■ Records provided ■
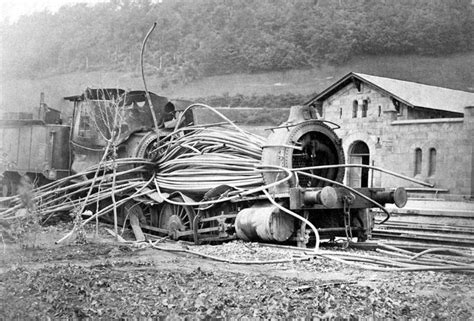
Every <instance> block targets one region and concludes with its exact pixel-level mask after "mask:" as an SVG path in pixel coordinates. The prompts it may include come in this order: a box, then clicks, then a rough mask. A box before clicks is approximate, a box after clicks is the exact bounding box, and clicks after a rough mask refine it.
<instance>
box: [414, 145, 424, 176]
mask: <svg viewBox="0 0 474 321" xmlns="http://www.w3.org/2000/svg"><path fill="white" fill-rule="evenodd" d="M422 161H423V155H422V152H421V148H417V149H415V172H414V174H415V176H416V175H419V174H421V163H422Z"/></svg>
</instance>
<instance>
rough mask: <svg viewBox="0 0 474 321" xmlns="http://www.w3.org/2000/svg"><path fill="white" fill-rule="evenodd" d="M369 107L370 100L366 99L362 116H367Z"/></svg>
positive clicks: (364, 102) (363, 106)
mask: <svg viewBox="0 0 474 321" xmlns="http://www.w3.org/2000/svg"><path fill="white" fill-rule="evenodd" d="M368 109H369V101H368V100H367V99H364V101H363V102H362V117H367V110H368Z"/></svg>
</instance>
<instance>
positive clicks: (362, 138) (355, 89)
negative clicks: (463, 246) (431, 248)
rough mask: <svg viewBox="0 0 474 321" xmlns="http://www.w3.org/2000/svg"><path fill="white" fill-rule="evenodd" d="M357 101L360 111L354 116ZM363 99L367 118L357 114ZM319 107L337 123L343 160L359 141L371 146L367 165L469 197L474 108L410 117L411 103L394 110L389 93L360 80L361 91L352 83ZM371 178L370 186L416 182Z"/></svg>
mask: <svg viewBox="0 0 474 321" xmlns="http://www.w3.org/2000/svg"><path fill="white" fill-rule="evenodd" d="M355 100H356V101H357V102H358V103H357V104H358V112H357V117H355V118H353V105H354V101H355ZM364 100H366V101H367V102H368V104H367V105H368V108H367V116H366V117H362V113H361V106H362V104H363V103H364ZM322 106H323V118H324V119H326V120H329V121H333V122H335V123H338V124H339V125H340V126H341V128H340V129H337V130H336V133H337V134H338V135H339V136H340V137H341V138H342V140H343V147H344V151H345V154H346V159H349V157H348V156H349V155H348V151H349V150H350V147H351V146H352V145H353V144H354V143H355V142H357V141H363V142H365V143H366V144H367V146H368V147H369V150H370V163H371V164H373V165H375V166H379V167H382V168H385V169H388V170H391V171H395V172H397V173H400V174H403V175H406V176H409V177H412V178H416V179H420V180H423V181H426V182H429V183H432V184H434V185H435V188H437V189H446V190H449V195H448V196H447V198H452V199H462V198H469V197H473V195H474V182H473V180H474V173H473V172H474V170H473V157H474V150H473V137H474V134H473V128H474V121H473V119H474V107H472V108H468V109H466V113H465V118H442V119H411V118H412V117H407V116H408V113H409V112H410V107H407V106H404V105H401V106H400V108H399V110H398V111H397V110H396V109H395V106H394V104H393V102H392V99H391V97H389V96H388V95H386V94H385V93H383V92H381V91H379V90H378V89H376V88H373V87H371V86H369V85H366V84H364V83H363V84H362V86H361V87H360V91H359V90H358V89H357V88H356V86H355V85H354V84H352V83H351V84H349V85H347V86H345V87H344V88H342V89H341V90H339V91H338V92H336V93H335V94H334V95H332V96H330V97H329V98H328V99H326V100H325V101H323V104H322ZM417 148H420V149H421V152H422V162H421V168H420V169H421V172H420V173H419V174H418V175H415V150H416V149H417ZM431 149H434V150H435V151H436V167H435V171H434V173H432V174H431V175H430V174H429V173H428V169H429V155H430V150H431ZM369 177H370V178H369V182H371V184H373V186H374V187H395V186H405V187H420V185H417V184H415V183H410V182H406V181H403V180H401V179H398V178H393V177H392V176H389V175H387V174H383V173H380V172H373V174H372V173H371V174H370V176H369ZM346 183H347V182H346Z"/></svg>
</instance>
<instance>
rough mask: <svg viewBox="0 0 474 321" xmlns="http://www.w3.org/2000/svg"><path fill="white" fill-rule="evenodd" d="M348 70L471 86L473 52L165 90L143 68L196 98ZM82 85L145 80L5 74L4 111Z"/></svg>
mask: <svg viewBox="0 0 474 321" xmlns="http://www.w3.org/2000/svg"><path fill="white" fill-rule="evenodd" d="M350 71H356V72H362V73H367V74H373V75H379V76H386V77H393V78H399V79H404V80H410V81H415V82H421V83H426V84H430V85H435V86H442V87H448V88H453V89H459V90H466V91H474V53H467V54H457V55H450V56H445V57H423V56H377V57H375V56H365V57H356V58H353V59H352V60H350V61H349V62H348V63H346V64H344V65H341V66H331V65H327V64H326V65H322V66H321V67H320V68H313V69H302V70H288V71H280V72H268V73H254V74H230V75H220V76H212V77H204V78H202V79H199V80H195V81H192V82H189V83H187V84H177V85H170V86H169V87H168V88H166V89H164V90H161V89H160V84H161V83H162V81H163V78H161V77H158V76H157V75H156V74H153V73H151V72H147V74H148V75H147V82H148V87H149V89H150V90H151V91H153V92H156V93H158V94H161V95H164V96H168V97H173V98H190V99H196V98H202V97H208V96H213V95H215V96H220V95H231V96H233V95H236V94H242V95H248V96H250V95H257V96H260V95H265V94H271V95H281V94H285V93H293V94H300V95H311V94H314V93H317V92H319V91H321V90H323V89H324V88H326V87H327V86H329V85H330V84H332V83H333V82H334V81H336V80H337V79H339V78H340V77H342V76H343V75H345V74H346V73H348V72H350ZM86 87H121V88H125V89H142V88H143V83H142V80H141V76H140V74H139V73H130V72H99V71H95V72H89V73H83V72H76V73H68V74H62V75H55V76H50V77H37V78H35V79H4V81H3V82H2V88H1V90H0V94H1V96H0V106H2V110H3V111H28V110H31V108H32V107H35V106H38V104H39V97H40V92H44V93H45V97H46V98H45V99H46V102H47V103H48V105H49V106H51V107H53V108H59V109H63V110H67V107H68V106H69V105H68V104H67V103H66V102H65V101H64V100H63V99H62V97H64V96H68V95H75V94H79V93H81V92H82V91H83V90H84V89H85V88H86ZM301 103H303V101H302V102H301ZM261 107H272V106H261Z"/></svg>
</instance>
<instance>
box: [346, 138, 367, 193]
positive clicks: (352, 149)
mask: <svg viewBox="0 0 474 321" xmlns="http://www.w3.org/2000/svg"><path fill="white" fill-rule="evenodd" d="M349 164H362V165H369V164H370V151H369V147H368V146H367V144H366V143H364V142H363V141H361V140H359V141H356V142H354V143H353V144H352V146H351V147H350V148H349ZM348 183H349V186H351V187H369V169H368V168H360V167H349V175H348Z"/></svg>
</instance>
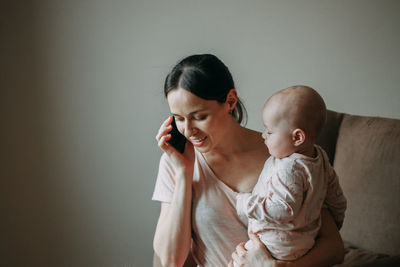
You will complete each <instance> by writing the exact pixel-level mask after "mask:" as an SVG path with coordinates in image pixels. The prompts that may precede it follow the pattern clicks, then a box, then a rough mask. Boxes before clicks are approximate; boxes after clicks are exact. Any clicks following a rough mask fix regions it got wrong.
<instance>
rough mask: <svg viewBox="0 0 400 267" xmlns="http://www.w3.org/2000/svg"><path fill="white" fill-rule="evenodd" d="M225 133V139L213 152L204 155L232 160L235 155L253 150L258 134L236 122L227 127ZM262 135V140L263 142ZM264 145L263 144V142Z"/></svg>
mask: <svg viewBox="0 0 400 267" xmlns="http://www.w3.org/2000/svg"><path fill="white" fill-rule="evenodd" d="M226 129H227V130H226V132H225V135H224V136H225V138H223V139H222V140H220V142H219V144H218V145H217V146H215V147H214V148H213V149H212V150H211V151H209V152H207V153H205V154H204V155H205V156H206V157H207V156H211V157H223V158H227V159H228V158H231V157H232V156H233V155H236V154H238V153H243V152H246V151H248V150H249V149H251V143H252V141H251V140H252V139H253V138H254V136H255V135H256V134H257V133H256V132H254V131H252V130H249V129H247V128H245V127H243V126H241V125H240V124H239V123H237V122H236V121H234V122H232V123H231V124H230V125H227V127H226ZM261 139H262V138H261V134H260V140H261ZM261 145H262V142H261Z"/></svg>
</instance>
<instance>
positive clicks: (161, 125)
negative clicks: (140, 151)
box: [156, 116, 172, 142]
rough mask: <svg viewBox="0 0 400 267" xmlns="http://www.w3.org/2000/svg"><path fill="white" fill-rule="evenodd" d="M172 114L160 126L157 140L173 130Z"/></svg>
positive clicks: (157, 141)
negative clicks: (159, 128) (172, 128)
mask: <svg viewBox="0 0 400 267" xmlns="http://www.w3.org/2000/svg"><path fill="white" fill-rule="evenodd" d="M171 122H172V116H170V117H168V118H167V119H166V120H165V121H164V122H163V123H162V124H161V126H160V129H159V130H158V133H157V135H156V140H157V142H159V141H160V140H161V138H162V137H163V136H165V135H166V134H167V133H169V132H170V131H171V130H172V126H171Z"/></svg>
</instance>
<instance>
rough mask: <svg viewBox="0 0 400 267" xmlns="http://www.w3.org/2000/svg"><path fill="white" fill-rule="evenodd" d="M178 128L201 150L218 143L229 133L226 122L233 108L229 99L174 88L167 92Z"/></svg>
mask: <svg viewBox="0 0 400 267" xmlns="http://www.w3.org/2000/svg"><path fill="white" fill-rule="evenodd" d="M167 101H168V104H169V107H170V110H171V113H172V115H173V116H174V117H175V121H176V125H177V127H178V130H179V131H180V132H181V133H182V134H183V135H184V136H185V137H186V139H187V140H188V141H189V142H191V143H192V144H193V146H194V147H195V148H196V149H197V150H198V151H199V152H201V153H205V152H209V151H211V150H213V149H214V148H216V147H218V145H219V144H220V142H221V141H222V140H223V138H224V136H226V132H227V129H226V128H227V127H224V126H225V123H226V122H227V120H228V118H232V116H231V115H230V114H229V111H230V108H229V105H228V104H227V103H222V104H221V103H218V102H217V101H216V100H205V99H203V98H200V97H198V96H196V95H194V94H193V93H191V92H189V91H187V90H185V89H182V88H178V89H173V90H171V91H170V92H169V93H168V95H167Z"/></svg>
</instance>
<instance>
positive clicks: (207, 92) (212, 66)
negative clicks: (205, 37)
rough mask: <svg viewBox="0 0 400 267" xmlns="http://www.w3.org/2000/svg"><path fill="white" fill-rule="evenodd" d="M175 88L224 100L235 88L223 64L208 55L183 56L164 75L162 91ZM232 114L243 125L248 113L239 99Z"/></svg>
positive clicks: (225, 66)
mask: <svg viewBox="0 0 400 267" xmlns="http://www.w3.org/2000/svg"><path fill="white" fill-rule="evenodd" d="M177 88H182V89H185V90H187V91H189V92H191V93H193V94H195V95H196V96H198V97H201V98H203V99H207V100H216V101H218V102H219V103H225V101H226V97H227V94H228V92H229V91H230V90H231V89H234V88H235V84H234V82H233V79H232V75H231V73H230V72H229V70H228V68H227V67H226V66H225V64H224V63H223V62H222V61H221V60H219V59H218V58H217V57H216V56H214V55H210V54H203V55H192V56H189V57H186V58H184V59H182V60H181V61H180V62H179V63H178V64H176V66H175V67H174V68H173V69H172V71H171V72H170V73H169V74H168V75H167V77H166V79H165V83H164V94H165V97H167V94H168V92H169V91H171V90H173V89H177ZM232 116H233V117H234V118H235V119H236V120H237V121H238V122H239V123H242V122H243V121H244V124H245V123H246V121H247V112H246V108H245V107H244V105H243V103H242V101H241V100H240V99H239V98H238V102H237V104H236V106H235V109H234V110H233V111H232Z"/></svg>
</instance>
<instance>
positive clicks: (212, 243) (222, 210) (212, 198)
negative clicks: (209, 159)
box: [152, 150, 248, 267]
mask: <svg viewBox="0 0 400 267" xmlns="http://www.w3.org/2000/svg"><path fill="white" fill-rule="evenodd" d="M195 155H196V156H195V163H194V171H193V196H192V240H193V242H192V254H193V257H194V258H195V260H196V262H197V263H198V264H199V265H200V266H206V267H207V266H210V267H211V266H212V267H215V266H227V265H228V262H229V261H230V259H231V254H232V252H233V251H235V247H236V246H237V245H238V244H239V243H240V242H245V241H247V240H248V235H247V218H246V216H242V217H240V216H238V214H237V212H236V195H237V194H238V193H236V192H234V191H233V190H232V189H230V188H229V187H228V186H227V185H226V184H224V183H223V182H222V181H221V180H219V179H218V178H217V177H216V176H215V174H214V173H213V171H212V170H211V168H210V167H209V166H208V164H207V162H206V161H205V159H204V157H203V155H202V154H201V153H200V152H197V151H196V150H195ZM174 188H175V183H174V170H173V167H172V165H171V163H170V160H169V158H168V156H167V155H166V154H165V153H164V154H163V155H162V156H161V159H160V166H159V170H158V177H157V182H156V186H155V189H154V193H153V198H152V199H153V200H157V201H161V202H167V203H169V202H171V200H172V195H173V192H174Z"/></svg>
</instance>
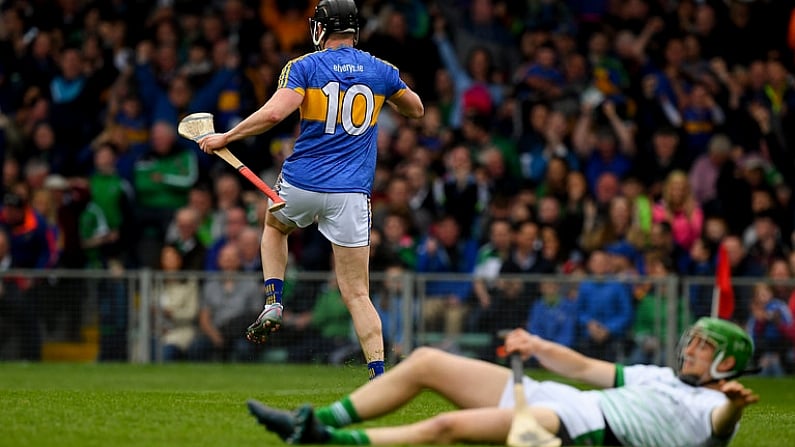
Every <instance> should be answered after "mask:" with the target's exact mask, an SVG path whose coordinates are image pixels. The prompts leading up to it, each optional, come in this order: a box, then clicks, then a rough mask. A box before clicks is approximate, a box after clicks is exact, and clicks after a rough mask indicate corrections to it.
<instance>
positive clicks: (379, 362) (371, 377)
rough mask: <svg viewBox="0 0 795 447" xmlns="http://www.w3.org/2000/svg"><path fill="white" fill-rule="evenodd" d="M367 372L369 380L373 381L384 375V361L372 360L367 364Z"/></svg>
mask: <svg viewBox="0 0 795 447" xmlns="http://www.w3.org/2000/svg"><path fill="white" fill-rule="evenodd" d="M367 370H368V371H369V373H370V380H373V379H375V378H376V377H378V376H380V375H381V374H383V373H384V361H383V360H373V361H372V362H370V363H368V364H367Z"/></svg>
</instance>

■ Problem to work on ■
Copy the entries above word for word, from their beginning through the line holding "box: [414, 145, 424, 176]", with both ends included. Leave the pictures out of your copy.

■ Result for this exercise ■
Every <instance> block targets one region and concludes with its exact pixel-level mask after "mask:" as an SVG path in pixel coordinates. The prompts it may include come in this order: a box, then clicks, then a rough mask. A box before clicks is approximate, a box after clicks is the exact bounding box, and clicks after a rough mask refine it.
<instance>
box: [414, 145, 424, 176]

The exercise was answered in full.